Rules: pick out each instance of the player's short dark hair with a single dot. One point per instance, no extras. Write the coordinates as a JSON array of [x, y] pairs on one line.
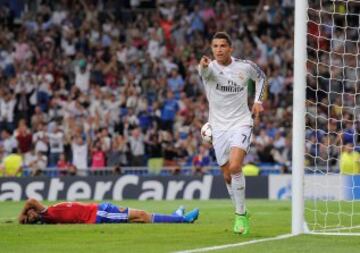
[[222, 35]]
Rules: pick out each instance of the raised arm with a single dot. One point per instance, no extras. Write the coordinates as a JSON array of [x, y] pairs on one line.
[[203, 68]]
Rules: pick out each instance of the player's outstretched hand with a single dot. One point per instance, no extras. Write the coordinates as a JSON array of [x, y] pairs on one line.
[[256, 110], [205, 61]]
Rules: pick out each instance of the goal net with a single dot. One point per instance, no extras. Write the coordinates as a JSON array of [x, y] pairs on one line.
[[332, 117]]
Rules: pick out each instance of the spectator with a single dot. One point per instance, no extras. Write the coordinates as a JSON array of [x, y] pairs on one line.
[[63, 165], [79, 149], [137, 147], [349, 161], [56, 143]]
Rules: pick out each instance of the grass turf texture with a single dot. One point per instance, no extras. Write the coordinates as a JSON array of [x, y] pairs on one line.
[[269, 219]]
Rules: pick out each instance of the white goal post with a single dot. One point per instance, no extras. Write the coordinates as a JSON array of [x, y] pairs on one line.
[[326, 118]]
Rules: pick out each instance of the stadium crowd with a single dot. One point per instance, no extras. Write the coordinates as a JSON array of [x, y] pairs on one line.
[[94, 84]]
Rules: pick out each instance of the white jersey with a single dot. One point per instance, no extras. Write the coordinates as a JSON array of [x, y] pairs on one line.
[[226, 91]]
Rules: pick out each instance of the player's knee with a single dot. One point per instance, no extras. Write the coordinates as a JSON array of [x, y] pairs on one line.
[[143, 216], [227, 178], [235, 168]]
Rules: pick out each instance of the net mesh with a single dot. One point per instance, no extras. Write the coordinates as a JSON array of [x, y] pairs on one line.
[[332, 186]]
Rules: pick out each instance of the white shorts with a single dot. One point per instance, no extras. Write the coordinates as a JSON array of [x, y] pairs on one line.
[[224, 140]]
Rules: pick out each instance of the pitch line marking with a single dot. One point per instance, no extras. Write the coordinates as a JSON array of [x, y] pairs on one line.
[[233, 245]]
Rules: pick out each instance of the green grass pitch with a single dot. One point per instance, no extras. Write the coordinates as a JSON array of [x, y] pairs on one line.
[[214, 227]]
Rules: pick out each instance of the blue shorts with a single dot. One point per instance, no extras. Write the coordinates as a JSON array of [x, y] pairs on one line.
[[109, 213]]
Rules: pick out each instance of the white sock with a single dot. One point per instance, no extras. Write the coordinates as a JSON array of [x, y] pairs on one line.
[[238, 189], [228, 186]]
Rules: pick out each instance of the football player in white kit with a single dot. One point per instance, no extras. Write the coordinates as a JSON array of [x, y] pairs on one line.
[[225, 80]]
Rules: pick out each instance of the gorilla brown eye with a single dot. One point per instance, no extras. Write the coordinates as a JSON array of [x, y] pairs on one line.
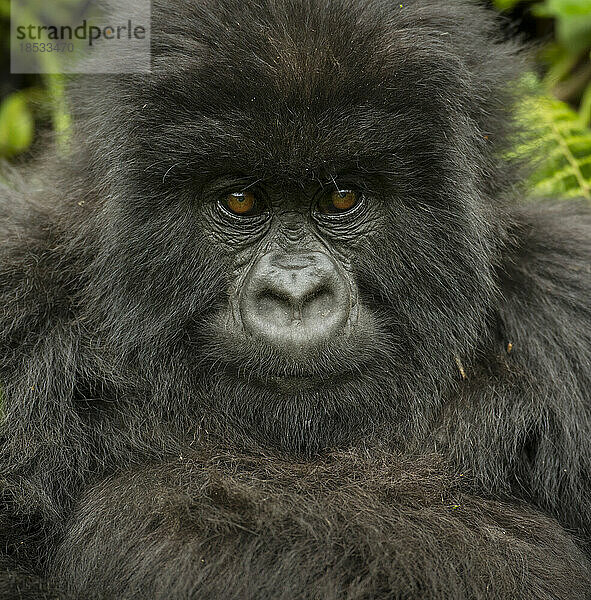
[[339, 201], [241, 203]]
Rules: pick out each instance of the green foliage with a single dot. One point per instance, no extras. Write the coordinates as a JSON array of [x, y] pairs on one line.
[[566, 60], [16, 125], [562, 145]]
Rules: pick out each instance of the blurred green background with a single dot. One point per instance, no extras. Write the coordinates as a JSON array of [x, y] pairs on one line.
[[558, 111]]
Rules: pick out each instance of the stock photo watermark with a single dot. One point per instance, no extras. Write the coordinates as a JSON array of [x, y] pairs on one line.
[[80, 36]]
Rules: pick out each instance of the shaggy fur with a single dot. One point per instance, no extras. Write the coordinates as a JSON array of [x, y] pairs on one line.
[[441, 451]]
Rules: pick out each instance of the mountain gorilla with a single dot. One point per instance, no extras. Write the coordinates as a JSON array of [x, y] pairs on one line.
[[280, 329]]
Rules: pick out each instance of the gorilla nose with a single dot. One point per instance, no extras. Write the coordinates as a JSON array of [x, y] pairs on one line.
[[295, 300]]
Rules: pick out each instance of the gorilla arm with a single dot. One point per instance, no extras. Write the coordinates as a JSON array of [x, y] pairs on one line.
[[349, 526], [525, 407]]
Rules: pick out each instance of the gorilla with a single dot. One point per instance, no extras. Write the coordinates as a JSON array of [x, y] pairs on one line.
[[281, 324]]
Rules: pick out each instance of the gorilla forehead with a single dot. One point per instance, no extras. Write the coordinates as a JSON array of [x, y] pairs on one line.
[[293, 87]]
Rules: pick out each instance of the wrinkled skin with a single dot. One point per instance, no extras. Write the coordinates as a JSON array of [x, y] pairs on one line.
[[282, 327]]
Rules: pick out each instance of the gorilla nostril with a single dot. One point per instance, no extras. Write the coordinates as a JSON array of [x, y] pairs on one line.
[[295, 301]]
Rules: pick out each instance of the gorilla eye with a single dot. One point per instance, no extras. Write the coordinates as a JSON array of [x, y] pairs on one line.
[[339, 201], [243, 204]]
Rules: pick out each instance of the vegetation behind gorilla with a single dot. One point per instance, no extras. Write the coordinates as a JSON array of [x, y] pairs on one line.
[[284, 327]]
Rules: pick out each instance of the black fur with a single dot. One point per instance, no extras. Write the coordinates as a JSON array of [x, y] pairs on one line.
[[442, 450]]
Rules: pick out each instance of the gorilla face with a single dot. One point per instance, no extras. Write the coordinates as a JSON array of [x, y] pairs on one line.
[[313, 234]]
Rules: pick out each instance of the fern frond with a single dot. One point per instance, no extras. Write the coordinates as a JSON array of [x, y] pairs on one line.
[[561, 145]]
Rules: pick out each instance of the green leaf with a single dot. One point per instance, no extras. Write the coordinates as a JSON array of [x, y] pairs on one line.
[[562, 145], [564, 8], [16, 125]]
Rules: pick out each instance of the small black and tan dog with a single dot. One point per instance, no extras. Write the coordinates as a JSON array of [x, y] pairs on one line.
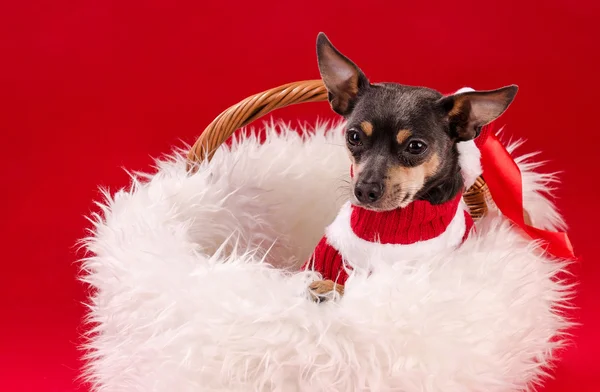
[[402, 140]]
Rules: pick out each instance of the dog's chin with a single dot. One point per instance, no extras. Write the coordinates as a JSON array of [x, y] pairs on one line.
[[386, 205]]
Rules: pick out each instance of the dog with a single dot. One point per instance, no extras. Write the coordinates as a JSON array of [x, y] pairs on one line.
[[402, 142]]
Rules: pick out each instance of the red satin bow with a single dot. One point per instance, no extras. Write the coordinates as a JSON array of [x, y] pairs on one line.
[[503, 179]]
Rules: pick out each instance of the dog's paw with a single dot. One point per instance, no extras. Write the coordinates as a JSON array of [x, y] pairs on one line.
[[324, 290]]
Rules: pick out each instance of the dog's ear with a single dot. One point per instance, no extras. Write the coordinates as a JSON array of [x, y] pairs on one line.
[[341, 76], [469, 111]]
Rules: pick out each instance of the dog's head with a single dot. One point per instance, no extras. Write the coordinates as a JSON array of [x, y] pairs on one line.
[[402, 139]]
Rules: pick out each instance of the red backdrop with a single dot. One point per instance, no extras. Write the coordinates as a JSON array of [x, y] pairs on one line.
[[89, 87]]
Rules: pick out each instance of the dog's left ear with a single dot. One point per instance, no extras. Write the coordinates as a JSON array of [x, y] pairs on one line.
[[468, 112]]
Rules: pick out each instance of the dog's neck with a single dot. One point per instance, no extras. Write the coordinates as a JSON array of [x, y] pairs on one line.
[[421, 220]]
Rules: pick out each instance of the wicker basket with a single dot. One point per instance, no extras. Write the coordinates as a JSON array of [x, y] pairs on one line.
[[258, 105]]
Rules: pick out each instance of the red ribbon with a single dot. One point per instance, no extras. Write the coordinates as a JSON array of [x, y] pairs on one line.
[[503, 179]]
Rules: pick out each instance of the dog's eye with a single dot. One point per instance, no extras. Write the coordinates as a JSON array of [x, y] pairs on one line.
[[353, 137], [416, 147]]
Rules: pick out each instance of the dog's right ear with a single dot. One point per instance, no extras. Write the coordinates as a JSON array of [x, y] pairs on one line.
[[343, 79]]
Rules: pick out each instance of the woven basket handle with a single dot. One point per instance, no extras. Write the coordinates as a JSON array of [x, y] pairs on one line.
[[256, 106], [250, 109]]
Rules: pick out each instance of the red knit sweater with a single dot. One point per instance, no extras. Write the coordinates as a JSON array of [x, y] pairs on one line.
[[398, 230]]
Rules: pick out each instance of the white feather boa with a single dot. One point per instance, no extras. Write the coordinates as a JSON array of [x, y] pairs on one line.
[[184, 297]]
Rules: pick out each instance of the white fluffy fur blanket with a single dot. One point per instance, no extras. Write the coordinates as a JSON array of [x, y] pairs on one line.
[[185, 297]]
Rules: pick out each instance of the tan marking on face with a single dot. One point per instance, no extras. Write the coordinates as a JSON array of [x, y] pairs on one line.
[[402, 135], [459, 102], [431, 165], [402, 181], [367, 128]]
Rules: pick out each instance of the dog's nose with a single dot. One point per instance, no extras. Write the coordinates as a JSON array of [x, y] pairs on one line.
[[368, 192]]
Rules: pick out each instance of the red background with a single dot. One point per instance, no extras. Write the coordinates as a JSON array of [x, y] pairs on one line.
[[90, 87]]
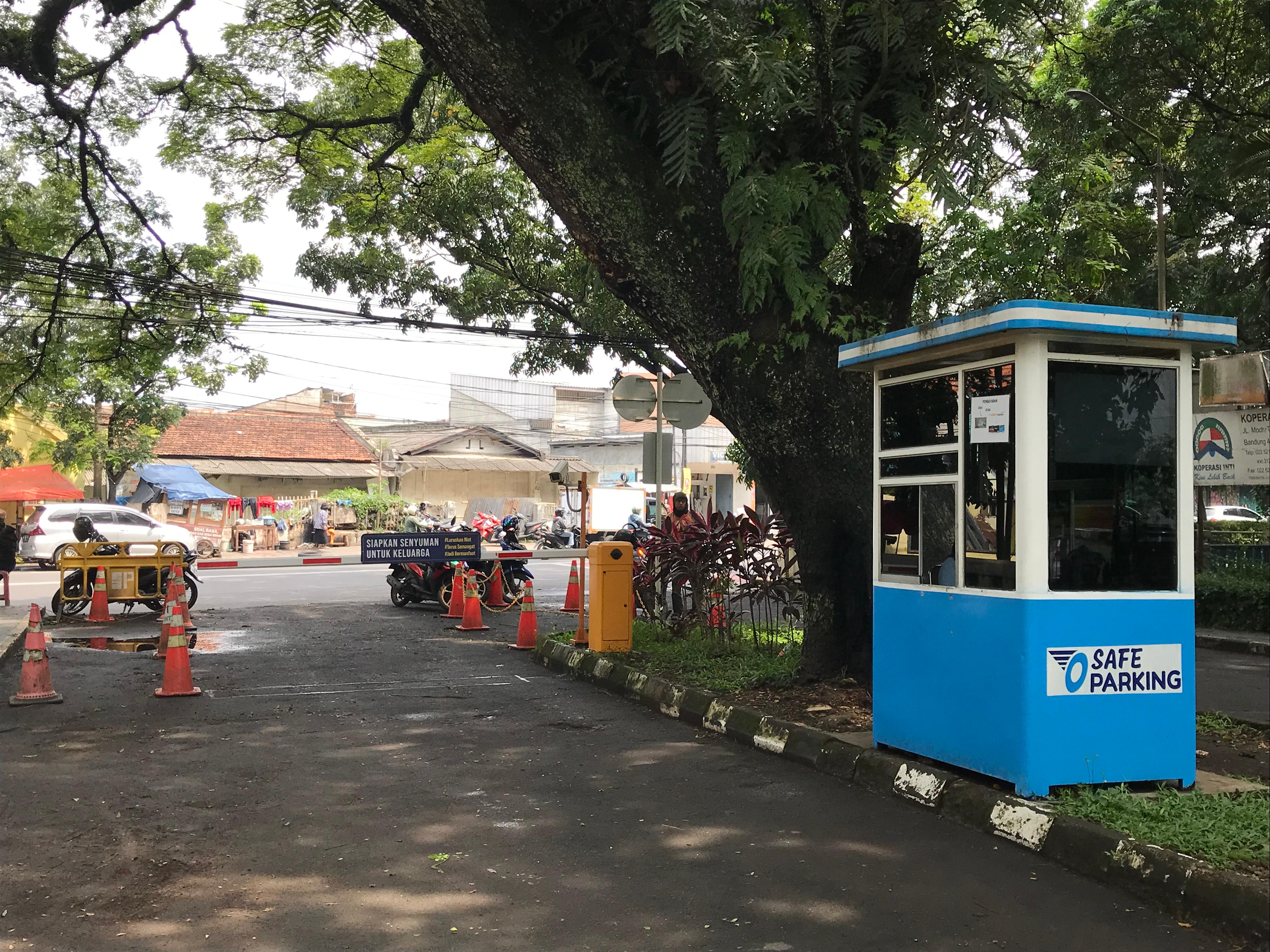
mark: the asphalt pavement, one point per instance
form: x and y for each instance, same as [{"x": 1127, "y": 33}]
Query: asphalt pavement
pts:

_____

Instructions to follow: Every line of the entries above that includes "pavement" should be copied.

Output below:
mark: the asphalt pavement, one point per instance
Query: asphalt pavement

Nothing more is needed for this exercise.